◆ Problem requirements ◆
Convert the data below into a JSON array of strings, one string per line, omitting any blank lines.

◆ Listed records ◆
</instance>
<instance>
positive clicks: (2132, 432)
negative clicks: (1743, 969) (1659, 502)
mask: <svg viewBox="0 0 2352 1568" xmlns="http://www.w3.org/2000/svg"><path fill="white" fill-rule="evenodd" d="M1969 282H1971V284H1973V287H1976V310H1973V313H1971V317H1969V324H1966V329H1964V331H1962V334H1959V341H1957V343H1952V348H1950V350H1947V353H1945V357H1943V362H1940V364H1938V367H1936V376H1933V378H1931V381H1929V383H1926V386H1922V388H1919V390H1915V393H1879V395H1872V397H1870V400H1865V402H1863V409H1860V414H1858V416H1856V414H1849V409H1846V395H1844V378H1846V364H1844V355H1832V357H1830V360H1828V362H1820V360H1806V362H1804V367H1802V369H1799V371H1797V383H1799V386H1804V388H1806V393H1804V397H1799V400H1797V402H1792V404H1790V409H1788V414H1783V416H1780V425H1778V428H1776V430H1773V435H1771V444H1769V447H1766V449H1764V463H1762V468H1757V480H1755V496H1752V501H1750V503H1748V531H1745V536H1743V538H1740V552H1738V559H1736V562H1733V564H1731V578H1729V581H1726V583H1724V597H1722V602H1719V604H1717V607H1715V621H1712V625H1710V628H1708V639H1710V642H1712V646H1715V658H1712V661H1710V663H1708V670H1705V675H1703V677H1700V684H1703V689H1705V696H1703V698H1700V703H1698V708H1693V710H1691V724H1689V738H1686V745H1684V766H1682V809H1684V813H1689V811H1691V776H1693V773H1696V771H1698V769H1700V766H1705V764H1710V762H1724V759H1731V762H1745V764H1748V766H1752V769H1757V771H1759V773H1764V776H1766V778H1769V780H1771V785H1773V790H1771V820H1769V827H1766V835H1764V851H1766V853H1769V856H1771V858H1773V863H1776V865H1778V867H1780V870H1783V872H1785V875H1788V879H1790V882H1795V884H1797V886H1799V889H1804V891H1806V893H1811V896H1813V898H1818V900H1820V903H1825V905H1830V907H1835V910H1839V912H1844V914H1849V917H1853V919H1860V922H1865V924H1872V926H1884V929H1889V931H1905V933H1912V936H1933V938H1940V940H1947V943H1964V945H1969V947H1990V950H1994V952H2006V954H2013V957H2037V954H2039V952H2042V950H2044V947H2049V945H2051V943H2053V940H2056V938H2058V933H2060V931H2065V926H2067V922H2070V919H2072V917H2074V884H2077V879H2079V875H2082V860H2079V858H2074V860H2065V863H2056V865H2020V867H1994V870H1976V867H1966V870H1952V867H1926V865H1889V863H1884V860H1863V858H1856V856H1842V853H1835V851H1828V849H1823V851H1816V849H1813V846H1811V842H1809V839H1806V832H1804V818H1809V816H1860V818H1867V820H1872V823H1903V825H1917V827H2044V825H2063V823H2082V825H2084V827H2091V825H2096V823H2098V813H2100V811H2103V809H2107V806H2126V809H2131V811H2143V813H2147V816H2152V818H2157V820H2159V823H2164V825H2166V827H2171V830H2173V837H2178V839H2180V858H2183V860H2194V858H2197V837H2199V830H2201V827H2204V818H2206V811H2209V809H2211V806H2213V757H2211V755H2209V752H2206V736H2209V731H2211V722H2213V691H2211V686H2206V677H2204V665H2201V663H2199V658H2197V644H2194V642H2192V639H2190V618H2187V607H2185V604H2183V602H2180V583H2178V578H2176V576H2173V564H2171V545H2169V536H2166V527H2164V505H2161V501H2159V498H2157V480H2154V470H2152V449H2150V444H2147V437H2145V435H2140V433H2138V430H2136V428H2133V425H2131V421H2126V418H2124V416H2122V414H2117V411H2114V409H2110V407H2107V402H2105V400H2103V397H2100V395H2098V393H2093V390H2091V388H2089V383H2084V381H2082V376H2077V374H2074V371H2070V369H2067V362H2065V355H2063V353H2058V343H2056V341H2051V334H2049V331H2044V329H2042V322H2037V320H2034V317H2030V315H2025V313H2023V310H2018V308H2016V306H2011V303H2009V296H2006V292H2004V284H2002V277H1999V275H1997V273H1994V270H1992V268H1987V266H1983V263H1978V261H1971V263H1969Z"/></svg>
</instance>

◆ Task result ◆
[
  "</instance>",
  "<instance>",
  "positive clicks: (2132, 432)",
  "negative clicks: (1743, 969) (1659, 502)",
  "mask: <svg viewBox=\"0 0 2352 1568\" xmlns=\"http://www.w3.org/2000/svg\"><path fill=\"white\" fill-rule=\"evenodd\" d=\"M1969 282H1971V284H1973V287H1976V310H1973V313H1971V317H1969V324H1966V329H1964V331H1962V334H1959V341H1957V343H1952V348H1950V350H1947V353H1945V357H1943V362H1940V364H1938V367H1936V376H1933V378H1931V381H1929V383H1926V386H1922V388H1919V390H1915V393H1879V395H1872V397H1870V400H1865V402H1863V409H1860V414H1858V416H1856V414H1849V409H1846V395H1844V378H1846V364H1844V355H1832V357H1830V360H1828V362H1820V360H1806V362H1804V367H1802V369H1799V371H1797V383H1799V386H1804V388H1806V393H1804V397H1799V400H1797V402H1792V404H1790V409H1788V414H1783V416H1780V425H1778V428H1776V430H1773V435H1771V444H1769V447H1766V449H1764V463H1762V468H1757V480H1755V496H1752V501H1750V503H1748V531H1745V536H1743V538H1740V552H1738V559H1736V562H1733V564H1731V578H1729V581H1726V583H1724V597H1722V602H1719V604H1717V607H1715V621H1712V625H1710V628H1708V639H1710V642H1712V646H1715V658H1712V661H1710V663H1708V670H1705V675H1703V677H1700V684H1703V689H1705V696H1703V698H1700V703H1698V708H1693V710H1691V724H1689V738H1686V745H1684V766H1682V809H1684V813H1689V811H1691V776H1693V773H1696V771H1698V769H1700V766H1705V764H1710V762H1724V759H1731V762H1745V764H1748V766H1752V769H1757V771H1759V773H1764V776H1766V778H1769V780H1771V785H1773V790H1771V820H1769V827H1766V835H1764V851H1766V853H1769V856H1771V858H1773V863H1776V865H1778V867H1780V870H1783V872H1785V875H1788V879H1790V882H1795V884H1797V886H1799V889H1804V891H1806V893H1811V896H1813V898H1818V900H1820V903H1825V905H1830V907H1835V910H1839V912H1844V914H1849V917H1853V919H1860V922H1865V924H1872V926H1884V929H1889V931H1905V933H1912V936H1933V938H1940V940H1947V943H1964V945H1969V947H1990V950H1994V952H2006V954H2013V957H2037V954H2039V952H2042V950H2044V947H2049V945H2051V943H2053V940H2056V938H2058V933H2060V931H2065V926H2067V922H2070V919H2072V917H2074V884H2077V879H2079V875H2082V860H2079V858H2074V860H2065V863H2056V865H2020V867H1994V870H1976V867H1966V870H1952V867H1926V865H1889V863H1884V860H1863V858H1856V856H1842V853H1835V851H1828V849H1823V851H1816V849H1813V846H1811V842H1809V839H1806V832H1804V818H1809V816H1860V818H1867V820H1872V823H1903V825H1917V827H2044V825H2063V823H2082V825H2084V827H2091V825H2096V823H2098V813H2100V811H2103V809H2107V806H2126V809H2131V811H2143V813H2147V816H2152V818H2157V820H2159V823H2164V825H2166V827H2171V830H2173V837H2178V839H2180V858H2183V860H2194V858H2197V837H2199V830H2201V827H2204V818H2206V811H2209V809H2211V806H2213V757H2211V755H2209V752H2206V736H2209V731H2211V722H2213V691H2211V686H2206V677H2204V665H2201V663H2199V658H2197V644H2194V642H2192V639H2190V618H2187V607H2185V604H2183V602H2180V583H2178V578H2176V576H2173V564H2171V545H2169V536H2166V527H2164V505H2161V501H2159V498H2157V480H2154V470H2152V449H2150V444H2147V437H2145V435H2140V433H2138V430H2136V428H2133V425H2131V421H2126V418H2124V416H2122V414H2117V411H2114V409H2110V407H2107V402H2105V400H2103V397H2100V395H2098V393H2093V390H2091V388H2089V383H2084V381H2082V376H2077V374H2074V371H2070V369H2067V362H2065V355H2063V353H2058V343H2056V341H2051V334H2049V331H2044V329H2042V322H2037V320H2034V317H2030V315H2025V313H2023V310H2018V308H2016V306H2011V303H2009V296H2006V292H2004V284H2002V277H1999V275H1997V273H1994V270H1992V268H1987V266H1983V263H1978V261H1971V263H1969Z\"/></svg>",
  "</instance>"
]